## Excerpted passage

▼

The Boring Company

From the pile of gar­lic mus­tard on my counter to the two win­ter-worn deer bones on my floor (so old the dog showed no inter­est in them); you might think that I’m some sort of mod­er­ate­ly gra­nola hedge-core shaman (there are oth­er signs, too; yet, I’m still a pos­er at every­thing: it is my nat­ur­al state).

I went for a walk with a friend though; she knew where to find it all, and showed me her witch hazel tree. I helped turn the earth for plant­i­ng and hope­ful­ly fucked up her mint’s plans for world dom­i­na­tion. Shov­el and axe are still my pre­ferred meth­ods. Pro­duc­tive exer­tion. The mind needs it too.

I under­stand that I am deeply boring.

This Place Is Where I Store My Frustration

I worked at Cuya­hoga Coun­ty when the FBI raid­ed it. Dozens of peo­ple went to jail for their cor­rup­tion and greed. Projects and staff were man­aged poor­ly, bud­gets and strate­gies were opaque, many of the peo­ple work­ing there got their jobs because they were polit­i­cal­ly con­nect­ed. The Board of Com­mis­sion­ers was replaced with an exec­u­tive-style gov­ern­ment, and the first Coun­ty Exec­u­tive was a micro­manag­ing mega­lo­ma­ni­ac who treat­ed the remain­ing staff like they were all crim­i­nals, despite being too irre­spon­si­ble to renew his dri­ver’s license for sev­er­al years. A project that start­ed my last year there took 8 years to fin­ish and was mil­lions over-budget.

▲

## To-do list
1. In the blog post, what replaced the Board of Commissioners at Cuyahoga County?
2. Reproduce everything in the blog post from "The Boring Company" down to "is my nat­ur­al state).".

## Listing
▼

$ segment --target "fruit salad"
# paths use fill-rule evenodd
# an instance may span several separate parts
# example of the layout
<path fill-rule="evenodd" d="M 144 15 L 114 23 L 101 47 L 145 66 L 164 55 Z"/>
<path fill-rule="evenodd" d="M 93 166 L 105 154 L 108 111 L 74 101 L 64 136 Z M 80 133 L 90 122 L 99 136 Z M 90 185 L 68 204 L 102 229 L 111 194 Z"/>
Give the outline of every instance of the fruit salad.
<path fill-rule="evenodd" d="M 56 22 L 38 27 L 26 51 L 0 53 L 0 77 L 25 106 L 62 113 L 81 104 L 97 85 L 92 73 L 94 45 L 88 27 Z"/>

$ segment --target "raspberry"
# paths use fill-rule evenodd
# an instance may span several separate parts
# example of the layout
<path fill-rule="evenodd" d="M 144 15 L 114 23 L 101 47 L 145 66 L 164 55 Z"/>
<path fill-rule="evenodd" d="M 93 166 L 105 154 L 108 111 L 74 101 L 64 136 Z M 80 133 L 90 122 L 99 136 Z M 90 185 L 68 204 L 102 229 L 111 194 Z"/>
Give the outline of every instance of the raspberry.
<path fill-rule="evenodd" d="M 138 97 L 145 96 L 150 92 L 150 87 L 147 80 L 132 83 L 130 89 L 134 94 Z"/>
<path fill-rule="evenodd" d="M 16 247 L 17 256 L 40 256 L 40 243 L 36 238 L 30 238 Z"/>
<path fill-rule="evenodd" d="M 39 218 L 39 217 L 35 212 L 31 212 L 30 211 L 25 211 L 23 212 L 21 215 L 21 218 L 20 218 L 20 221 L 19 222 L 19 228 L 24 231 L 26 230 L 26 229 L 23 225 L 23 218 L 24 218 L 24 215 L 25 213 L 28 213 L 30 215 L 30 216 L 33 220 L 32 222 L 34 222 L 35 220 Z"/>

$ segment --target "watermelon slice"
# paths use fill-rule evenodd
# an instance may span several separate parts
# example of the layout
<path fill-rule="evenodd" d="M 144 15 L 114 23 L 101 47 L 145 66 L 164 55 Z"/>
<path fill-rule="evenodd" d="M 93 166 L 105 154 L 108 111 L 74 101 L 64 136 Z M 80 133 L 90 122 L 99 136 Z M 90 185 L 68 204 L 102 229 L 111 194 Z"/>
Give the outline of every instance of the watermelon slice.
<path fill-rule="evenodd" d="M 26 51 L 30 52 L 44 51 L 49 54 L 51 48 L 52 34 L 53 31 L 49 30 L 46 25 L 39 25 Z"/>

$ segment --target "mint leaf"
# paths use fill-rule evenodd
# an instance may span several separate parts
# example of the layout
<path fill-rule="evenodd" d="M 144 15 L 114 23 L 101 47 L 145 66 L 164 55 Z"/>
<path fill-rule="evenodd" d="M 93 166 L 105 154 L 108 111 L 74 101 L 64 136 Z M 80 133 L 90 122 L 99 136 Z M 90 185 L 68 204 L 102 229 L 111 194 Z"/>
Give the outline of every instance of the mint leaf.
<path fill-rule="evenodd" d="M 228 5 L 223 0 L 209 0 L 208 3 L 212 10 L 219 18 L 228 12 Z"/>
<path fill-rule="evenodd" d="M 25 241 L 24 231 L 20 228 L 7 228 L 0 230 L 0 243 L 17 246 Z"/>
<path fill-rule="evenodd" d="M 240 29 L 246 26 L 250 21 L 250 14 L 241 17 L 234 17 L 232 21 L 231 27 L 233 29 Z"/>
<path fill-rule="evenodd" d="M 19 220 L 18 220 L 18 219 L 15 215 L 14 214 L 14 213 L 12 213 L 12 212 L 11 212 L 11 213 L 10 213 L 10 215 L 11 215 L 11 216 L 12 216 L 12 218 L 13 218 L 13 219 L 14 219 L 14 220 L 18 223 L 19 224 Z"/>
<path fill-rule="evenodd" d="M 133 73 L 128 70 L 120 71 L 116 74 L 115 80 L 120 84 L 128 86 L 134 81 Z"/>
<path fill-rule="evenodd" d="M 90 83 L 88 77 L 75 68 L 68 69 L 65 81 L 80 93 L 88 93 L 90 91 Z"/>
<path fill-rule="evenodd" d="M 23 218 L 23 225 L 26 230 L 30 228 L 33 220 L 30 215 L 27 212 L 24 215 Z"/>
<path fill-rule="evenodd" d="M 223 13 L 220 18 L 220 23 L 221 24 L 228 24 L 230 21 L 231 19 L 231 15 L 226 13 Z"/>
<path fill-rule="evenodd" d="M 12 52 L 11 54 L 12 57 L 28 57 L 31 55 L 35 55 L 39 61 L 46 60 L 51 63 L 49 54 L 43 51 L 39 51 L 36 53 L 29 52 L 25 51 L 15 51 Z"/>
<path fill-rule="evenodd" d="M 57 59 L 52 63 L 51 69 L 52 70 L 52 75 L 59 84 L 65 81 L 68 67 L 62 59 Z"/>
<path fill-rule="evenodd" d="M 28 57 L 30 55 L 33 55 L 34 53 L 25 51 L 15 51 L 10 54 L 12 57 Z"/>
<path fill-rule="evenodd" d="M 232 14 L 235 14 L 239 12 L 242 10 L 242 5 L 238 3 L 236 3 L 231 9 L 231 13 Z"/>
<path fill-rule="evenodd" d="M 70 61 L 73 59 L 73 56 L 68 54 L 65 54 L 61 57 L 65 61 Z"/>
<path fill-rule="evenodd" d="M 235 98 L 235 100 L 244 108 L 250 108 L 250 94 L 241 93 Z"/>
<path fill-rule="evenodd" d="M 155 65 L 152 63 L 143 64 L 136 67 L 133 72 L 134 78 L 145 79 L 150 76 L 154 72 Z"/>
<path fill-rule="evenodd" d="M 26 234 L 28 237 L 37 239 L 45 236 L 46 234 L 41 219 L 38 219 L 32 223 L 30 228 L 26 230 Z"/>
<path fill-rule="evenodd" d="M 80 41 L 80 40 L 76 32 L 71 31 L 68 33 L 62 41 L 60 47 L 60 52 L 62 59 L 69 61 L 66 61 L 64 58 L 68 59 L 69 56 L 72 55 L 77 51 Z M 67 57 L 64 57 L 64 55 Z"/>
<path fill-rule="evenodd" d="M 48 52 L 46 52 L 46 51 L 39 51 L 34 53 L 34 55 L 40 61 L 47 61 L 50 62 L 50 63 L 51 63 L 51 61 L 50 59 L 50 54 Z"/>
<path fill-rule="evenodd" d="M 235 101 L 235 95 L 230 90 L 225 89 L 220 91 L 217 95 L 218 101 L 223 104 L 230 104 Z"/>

▲

## Per-task outputs
1. An executive-style government.

2.
The Boring Company

From the pile of gar­lic mus­tard on my counter to the two win­ter-worn deer bones on my floor (so old the dog showed no inter­est in them); you might think that I’m some sort of mod­er­ate­ly gra­nola hedge-core shaman (there are oth­er signs, too; yet, I’m still a pos­er at every­thing: it is my nat­ur­al state).